* _Documento_:
----

Parece, pues, pertinente partir del análisis de cuáles son las circunstancias nuevas que están poniendo en cuestión la continuidad de un modelo social que fue construido con gran esfuerzo y amplios consensos, pero que hoy es objeto de críticas. Se le llega a adjetivar de inviable por considerarse muy gravoso y aún más por restar competitividad a la economía en tiempos de competencia creciente y global. Pertinente, digo, porque, en efecto, algunas críticas tienen bases reales cuya raíz está en la deriva del propio Estado del bienestar. Su aumento de volumen no siempre ha ido en la dirección más redistributiva y ha adquirido vicios de funcionamiento, excesos de burocratización y rasgos corporativistas. Todo lo cual demanda revisión.
El Estado del bienestar: las circunstancias de su éxito inicial
En ese sentido cabe aceptar que el Estado del bienestar, surgido en Europa a mediados del siglo XX, fue fruto de unas circunstancias históricas que no sé si calificar de irrepetibles, pero que desde luego hoy no son las mismas. Ni las socioeconómicas ni las geopolíticas, y ni siquiera las de la teoría económica que alentó el proceso, o sea, el keynesianismo. Porque en aquella época se dieron cita condiciones tan favorables que difícilmente volverán a darse: una coyuntura económica y geoestratégica propicia, un «bloque social interclasista» mayoritario y cohesionado tras un proyecto y una teoría económica aceptada y adecuada para instrumentar políticas que hicieran posible una larga época de desarrollo con una cohesión social sin precedentes.
Así fue. La Europa de los años cincuenta se ubicaba en el centro de la Guerra Fría entre los dos grandes bloques que, liderados por Estados Unidos y la Unión Soviética, representaban sendos modelos económicos enfrentados: capitalismo liberal frente a planificación soviética. Entre esos dos bloques se abría paso una tercera vía –quizá la única verdadera tercera vía– que humanizaba el rostro del capitalismo y frenaba el contagio revolucionario. El apoyo americano, la difusión de los avances tecnológicos, el desarrollo del fordismo y su capitalismo gerencial, la aportación de los trabajadores más el factor adicional de unas materias primas baratas y una energía a precios bajos, por el papel subordinado de los países productores de materias primas y petróleo, significaron toda una serie de factores que propiciaron el crecimiento económico que daría soporte a la intervención del Estado para responder a las demandas de una población democratizada, introduciendo prácticas redistributivas desde la acción pública.

----

* _Datos de entrada_:
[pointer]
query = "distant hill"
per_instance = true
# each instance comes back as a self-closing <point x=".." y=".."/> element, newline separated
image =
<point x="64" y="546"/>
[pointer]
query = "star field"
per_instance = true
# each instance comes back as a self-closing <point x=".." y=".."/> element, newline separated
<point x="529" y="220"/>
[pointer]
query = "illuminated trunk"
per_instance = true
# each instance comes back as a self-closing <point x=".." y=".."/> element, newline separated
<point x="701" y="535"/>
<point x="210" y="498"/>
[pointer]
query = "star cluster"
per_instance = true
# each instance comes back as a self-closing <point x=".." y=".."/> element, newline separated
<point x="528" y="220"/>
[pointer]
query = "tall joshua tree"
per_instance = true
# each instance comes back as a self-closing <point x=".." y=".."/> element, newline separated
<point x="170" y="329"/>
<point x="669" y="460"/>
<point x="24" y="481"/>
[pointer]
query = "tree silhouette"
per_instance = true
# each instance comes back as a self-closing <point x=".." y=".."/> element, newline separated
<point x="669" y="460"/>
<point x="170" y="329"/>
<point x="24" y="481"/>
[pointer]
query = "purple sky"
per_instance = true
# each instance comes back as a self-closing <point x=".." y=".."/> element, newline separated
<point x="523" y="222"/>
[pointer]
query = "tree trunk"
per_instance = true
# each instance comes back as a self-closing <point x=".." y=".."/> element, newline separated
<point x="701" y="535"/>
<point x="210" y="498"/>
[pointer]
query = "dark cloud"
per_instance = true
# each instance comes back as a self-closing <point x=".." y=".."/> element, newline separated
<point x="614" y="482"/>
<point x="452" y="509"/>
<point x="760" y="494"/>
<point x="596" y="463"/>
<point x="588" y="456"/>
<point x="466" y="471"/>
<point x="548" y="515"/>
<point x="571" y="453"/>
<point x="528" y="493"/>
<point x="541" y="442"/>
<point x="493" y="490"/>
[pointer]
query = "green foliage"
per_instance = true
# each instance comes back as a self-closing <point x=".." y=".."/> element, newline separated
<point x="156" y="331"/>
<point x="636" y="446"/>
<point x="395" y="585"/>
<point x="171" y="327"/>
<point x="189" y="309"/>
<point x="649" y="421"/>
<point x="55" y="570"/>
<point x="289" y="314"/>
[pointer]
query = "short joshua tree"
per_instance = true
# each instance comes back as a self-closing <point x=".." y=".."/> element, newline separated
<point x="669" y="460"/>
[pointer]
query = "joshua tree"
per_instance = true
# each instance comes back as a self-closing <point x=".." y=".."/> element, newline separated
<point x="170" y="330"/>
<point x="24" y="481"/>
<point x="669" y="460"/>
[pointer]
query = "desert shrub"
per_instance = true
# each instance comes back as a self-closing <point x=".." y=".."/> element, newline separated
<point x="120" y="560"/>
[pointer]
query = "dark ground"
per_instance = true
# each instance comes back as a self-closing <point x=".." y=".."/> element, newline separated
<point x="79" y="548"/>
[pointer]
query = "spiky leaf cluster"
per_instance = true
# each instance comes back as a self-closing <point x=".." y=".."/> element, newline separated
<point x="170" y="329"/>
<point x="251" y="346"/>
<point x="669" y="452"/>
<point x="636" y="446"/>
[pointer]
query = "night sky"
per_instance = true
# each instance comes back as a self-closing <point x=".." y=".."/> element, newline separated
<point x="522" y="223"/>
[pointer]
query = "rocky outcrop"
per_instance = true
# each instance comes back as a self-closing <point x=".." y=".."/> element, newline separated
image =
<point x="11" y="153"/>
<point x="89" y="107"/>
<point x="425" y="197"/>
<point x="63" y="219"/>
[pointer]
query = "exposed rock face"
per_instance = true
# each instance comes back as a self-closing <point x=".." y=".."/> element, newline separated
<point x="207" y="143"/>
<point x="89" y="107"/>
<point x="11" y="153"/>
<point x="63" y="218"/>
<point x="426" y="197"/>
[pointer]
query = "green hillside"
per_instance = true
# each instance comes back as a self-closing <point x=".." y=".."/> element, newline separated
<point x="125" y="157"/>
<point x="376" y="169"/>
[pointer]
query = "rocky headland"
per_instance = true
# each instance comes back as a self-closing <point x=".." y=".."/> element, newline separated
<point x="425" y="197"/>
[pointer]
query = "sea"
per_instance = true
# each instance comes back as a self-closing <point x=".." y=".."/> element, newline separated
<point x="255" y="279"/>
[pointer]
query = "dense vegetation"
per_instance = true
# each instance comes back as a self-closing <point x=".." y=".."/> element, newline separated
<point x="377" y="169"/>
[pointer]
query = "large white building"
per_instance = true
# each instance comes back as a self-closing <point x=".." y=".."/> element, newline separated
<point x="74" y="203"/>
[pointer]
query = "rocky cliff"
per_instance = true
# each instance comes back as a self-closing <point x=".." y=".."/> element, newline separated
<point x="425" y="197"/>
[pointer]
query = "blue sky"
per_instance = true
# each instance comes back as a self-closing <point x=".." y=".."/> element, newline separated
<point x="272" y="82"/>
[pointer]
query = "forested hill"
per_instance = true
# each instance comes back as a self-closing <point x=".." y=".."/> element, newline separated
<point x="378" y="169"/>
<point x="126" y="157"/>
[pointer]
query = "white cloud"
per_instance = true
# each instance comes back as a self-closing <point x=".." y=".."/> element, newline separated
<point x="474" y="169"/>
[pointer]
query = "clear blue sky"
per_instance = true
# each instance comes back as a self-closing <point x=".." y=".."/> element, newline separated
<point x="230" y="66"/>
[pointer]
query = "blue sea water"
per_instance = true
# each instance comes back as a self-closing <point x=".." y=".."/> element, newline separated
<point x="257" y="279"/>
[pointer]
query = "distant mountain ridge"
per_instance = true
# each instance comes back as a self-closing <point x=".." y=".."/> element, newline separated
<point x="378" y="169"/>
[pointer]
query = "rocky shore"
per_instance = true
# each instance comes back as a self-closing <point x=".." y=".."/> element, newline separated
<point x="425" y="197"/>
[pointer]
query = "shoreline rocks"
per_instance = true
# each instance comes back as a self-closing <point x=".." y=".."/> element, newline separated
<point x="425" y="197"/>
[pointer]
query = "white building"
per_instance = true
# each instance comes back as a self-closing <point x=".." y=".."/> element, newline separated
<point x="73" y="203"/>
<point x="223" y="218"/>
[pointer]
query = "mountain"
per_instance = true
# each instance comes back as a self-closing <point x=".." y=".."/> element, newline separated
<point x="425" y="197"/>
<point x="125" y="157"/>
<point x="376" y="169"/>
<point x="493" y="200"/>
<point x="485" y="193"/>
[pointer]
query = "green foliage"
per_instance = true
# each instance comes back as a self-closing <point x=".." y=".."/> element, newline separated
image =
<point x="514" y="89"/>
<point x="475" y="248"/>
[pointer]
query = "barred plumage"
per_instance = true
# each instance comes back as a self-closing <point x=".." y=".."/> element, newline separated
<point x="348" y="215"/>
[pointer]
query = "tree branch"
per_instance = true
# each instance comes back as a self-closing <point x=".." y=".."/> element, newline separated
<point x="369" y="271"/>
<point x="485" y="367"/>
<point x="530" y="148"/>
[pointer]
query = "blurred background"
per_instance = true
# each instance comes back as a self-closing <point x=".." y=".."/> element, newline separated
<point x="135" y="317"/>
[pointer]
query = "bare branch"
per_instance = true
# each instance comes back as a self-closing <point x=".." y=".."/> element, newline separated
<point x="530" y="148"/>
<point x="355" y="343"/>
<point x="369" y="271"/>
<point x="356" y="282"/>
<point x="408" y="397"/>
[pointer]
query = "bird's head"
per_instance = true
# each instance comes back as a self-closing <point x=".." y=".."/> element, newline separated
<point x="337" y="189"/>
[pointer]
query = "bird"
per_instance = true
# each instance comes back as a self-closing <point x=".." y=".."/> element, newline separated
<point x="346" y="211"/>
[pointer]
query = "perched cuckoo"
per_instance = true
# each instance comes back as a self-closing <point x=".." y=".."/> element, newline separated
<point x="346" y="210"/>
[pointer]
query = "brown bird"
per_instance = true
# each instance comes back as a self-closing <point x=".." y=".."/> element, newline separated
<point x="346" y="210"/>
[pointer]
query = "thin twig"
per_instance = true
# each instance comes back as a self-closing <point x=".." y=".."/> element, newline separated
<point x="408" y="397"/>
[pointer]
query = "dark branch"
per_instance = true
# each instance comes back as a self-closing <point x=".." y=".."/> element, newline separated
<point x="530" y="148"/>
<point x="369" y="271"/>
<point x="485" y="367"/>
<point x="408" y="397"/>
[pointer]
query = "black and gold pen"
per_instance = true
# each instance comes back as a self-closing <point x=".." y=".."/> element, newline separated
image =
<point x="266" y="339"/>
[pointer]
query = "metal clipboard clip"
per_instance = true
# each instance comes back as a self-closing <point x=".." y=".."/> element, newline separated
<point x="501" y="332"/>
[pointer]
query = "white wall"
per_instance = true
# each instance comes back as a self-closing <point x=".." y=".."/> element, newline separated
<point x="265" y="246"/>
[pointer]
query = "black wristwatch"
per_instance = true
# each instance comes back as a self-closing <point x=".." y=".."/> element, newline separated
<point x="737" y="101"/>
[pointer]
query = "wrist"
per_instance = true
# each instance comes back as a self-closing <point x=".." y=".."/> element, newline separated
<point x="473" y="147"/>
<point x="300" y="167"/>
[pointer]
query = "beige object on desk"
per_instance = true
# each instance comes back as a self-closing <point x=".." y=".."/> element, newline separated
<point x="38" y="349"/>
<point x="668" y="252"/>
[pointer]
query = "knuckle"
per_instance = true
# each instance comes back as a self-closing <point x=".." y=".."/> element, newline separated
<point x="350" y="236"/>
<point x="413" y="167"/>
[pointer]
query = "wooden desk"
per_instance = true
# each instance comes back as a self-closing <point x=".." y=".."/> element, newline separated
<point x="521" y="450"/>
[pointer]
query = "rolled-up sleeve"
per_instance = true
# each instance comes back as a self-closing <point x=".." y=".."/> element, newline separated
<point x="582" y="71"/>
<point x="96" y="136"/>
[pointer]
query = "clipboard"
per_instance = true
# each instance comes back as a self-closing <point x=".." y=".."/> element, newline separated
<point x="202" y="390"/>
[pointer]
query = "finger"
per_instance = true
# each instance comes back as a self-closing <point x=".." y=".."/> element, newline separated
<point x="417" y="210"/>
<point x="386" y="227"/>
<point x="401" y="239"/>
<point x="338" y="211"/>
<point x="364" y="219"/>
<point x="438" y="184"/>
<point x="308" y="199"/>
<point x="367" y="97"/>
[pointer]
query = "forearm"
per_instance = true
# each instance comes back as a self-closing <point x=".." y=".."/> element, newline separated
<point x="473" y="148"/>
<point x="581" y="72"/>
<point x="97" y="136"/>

----

* _Ejercicio propuesto 1_:
Imprime el fragmento del documento sobre el Estado del bienestar que empieza en "Parece, pues, pertinente" y termina en "cual demanda revisión.", sin cambiar nada.
* _Ejercicio propuesto 2_:
Identifica todas las líneas de las filas en las que aparece la palabra "black" y cópialas.

* _Resultado esperado 1_:
Parece, pues, pertinente partir del análisis de cuáles son las circunstancias nuevas que están poniendo en cuestión la continuidad de un modelo social que fue construido con gran esfuerzo y amplios consensos, pero que hoy es objeto de críticas. Se le llega a adjetivar de inviable por considerarse muy gravoso y aún más por restar competitividad a la economía en tiempos de competencia creciente y global. Pertinente, digo, porque, en efecto, algunas críticas tienen bases reales cuya raíz está en la deriva del propio Estado del bienestar. Su aumento de volumen no siempre ha ido en la dirección más redistributiva y ha adquirido vicios de funcionamiento, excesos de burocratización y rasgos corporativistas. Todo lo cual demanda revisión.

* _Resultado esperado 2_:
query = "black and gold pen"
query = "black wristwatch"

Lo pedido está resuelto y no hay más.